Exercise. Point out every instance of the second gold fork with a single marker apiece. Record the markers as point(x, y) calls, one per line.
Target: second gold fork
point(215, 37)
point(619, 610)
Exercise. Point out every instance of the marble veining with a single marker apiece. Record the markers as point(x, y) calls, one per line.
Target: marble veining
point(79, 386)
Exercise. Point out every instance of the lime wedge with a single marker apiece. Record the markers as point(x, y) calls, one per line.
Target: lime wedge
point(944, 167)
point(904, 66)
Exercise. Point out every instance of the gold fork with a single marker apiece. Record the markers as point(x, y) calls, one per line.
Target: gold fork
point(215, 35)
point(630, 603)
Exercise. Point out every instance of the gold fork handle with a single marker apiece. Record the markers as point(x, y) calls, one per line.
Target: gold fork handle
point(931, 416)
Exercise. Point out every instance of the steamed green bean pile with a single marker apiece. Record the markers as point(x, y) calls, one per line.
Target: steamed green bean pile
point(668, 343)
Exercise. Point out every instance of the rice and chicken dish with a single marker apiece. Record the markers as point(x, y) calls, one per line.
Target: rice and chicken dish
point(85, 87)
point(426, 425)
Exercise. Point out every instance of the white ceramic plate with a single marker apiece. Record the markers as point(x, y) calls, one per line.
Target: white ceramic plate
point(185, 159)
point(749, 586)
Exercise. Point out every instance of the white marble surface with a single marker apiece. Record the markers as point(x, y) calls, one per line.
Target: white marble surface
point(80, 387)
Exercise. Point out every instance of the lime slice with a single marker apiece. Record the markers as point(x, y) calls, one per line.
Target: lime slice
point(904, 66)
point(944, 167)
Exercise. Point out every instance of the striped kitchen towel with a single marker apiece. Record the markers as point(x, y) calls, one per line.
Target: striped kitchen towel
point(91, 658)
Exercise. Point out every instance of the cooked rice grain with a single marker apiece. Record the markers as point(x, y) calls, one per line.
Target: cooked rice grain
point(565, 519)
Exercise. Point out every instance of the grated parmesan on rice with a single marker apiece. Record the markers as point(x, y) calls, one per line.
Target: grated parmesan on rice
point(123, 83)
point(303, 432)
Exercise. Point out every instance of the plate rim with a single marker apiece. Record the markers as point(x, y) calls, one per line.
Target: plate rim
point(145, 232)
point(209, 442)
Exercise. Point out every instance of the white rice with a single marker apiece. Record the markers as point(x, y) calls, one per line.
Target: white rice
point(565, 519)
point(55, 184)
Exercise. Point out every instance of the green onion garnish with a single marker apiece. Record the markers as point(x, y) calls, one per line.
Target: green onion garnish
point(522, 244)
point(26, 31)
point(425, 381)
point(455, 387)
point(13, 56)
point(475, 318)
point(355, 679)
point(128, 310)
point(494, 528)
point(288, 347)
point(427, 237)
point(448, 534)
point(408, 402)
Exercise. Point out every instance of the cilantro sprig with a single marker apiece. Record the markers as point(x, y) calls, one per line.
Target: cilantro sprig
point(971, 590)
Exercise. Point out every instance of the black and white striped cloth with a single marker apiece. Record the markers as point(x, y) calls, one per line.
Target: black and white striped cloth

■ ■ ■ ■

Task details
Update all the lines above by changing "lime wedge" to "lemon wedge" wherever it appears, and leave everything else the same.

Exercise output
Exercise. Point out every instance of the second gold fork with a single marker apiece. Record the markers as point(x, y) calls, one per line.
Target: second gold fork
point(215, 37)
point(619, 610)
Exercise. Point out every instance of the marble veining with a single marker apiece. Record the markers as point(x, y) calls, one per line.
Target: marble veining
point(79, 386)
Exercise. Point out every instance of the lemon wedge with a single marker apiece. Record the markers as point(x, y) calls, one per line.
Target: lemon wedge
point(944, 167)
point(904, 66)
Exercise. Point out every instance of the gold fork with a single marker apiece. Record the markers as point(x, y) calls, one per line.
Target: gold fork
point(215, 35)
point(630, 603)
Exercise. Point out every instance of the gold fork handle with a single marker apiece. Record the markers as point(x, y) calls, one per line.
Target: gold fork handle
point(931, 416)
Exercise. Point out every instance of the steamed green bean pile with a single marker apiece. Record the markers as point(x, y) calls, one per line.
Target: steamed green bean pile
point(668, 343)
Exercise. Point out every instance of the rice and chicken dish with a single marker apiece. Record the markers as point(x, y) calls, one per line.
Target: rice and chicken dish
point(85, 87)
point(426, 425)
Exercise. Point out every instance of the white ceramic plate with a single marker apiece. Record the markers as point(x, y) calls, one per line.
Target: white ceramic plate
point(185, 159)
point(749, 586)
Exercise. Point out every instance of the white marble surface with a single marker apiece. Record the markers as point(x, y) calls, one per line.
Target: white marble surface
point(80, 387)
Exercise. Point out every instance of the lime slice with a single marker apiece. Record the markers as point(x, y) calls, one per line.
Target: lime slice
point(904, 66)
point(944, 167)
Exercise. Point out every instance of the striped kitchen towel with a single marker apiece. Record the markers as point(x, y) calls, one per line.
Target: striped kitchen towel
point(91, 658)
Exercise. Point out every instance of the cooked rice grain with a single marker apiece. Record the markers as point(x, y) calls, one per line.
Target: cooked rice grain
point(565, 519)
Exercise. Point out every instance of the grated parmesan on rice with a single marker apiece. Record the markers as point(x, y) calls, one per line.
Target: grated parmesan on rice
point(123, 83)
point(303, 432)
Exercise. Point out every instance of the plate rim with a single marker apiece. Record the markers as point(x, y) calls, one per line.
Target: plate rim
point(145, 232)
point(209, 442)
Exercise. Point out every instance of the white rice with a single marker apiece. Record the markers as point(x, y) calls, one per line.
Target: white rice
point(565, 519)
point(55, 184)
Exercise. Point out every instance of the green onion garnish with a single marker apiece. Record the markers as point(x, y) calls, one per line.
Target: green onion garnish
point(522, 244)
point(26, 31)
point(425, 381)
point(455, 387)
point(13, 56)
point(475, 318)
point(355, 679)
point(128, 310)
point(494, 528)
point(288, 347)
point(427, 237)
point(448, 534)
point(408, 402)
Exercise. Point out every instance of the cilantro sprig with a single marker apiece. Record the markers as point(x, y) calls, one per line.
Target: cilantro sprig
point(971, 590)
Exercise. Point out every instance of the black and white striped cloth with a single marker apiece. Record the markers as point(x, y) calls, one per line.
Target: black and white striped cloth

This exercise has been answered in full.